▸ **Exercise prompt**
The reply consists of one number only: how many lines in the listing below contain the word "separated".

= = = = =

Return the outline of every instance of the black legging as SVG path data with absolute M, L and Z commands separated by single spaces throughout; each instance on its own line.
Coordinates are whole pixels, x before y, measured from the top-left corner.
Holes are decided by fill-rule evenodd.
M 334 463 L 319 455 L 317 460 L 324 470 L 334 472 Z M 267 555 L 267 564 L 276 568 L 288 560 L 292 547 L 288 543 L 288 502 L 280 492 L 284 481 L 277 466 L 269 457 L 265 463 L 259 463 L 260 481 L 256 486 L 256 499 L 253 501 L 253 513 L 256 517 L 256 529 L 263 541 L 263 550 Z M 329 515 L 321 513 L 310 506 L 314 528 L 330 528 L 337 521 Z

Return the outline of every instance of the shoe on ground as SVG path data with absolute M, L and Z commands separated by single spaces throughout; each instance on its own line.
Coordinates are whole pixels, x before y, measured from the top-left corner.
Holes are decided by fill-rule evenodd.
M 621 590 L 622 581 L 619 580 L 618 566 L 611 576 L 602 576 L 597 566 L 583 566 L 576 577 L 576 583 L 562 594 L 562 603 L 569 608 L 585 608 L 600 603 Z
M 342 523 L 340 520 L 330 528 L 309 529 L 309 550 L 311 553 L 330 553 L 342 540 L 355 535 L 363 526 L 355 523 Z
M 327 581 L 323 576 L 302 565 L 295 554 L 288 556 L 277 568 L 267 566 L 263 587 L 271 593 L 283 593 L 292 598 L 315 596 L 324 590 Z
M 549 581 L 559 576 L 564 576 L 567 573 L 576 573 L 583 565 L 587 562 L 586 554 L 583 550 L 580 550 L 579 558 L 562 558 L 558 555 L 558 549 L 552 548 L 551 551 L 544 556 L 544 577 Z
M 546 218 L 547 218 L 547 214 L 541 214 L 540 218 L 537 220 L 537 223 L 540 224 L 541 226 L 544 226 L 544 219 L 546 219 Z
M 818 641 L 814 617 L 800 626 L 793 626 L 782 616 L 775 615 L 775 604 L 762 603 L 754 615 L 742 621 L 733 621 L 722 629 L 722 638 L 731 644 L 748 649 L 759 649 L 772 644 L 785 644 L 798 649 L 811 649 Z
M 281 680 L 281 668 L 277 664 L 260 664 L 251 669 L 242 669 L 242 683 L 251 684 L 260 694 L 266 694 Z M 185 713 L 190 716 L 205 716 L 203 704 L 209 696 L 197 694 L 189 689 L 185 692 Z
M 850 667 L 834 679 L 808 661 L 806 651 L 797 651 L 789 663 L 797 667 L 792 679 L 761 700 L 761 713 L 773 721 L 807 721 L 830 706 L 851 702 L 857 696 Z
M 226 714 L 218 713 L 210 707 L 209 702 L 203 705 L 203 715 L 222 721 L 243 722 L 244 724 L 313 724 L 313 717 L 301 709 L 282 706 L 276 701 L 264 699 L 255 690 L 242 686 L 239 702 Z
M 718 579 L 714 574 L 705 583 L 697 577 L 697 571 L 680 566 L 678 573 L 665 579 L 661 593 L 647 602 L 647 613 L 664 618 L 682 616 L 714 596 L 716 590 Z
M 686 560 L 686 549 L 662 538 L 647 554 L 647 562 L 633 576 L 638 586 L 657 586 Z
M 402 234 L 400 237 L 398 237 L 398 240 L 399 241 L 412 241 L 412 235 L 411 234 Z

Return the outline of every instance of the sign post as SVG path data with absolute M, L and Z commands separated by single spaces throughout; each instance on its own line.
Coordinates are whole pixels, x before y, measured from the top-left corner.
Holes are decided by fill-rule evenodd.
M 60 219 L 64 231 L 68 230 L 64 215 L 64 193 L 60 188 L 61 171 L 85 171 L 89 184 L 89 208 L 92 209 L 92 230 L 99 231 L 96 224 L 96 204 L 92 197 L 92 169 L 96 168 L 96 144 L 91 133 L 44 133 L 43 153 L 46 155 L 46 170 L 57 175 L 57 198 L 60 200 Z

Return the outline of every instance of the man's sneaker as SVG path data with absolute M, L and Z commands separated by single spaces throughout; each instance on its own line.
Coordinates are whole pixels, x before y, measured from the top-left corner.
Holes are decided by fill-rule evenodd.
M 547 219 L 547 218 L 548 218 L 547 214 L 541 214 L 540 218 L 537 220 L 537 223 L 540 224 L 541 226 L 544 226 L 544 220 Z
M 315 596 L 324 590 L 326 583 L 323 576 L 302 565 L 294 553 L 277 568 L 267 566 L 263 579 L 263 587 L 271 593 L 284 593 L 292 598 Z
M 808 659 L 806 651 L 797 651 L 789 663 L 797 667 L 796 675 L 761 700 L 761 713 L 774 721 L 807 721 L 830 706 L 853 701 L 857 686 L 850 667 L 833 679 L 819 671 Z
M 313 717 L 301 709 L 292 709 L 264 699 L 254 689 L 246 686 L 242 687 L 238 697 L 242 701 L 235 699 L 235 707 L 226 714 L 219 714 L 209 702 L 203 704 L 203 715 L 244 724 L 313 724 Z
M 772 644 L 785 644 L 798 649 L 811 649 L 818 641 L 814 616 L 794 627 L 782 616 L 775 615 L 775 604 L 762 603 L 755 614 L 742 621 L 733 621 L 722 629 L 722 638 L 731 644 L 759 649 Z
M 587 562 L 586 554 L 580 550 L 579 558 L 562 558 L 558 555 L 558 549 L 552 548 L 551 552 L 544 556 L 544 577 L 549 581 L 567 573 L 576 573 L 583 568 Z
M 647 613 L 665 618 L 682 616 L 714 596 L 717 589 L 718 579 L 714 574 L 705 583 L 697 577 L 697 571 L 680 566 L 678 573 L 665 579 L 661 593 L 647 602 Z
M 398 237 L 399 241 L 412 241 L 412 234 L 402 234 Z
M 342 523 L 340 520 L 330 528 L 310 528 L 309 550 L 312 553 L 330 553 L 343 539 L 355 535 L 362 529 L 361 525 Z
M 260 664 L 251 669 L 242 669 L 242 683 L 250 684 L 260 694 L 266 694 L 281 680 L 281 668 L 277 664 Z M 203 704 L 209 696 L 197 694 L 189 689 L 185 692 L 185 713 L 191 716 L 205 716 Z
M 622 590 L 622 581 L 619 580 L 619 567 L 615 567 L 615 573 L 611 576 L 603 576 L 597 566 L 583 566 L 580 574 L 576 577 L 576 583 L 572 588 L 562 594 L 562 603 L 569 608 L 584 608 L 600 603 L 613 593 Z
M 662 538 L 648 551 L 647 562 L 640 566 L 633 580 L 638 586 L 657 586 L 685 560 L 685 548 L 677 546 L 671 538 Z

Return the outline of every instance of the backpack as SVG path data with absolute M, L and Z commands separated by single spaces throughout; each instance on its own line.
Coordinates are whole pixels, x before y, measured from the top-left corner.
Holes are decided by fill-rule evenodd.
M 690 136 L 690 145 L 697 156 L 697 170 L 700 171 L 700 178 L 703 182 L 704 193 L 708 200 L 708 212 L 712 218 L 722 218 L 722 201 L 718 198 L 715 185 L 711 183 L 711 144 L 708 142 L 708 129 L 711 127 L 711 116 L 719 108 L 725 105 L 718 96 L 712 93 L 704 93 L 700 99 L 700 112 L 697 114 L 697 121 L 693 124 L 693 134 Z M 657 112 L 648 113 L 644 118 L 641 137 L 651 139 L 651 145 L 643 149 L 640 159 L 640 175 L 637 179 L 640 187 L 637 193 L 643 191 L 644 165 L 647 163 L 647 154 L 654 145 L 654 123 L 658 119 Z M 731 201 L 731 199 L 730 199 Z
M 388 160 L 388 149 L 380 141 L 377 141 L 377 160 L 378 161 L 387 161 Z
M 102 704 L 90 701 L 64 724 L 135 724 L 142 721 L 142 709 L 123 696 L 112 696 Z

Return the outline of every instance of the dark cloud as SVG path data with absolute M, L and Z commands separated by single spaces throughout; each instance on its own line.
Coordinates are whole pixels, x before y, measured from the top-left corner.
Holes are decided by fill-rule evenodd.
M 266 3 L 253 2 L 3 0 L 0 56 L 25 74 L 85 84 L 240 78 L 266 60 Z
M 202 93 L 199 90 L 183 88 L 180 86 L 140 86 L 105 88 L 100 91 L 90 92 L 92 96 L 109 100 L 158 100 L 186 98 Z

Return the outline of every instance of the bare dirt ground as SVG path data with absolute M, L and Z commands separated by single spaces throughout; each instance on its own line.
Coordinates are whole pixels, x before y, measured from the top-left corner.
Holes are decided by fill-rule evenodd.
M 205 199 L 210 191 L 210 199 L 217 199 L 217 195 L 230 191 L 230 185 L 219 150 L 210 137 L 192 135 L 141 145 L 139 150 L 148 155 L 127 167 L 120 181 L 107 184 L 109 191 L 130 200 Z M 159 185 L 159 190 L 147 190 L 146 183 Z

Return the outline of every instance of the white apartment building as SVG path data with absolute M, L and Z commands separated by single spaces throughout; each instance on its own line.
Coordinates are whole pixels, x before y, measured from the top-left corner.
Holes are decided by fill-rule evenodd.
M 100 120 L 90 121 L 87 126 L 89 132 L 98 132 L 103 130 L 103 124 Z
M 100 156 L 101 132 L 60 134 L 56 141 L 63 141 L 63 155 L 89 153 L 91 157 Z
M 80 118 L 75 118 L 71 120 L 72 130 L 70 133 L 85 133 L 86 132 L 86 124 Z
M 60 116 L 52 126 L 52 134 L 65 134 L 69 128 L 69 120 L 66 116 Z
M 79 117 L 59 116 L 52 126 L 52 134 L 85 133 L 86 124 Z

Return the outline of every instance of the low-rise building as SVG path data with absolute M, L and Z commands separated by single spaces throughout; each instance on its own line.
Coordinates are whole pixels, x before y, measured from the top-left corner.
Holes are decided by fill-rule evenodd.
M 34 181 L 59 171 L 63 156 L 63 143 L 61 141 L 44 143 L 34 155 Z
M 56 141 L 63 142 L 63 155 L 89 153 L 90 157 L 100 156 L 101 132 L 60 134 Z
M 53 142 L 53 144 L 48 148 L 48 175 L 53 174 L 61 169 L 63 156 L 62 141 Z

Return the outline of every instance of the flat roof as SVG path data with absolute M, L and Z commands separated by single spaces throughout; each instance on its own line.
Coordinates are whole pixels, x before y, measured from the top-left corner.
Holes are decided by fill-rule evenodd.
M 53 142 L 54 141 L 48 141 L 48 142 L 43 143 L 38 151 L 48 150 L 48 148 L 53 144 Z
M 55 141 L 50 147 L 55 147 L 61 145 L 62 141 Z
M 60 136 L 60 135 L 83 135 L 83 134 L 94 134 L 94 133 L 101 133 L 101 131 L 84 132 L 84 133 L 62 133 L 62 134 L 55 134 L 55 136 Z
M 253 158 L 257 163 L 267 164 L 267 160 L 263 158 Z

= = = = =

▸ **Answer for the task**
10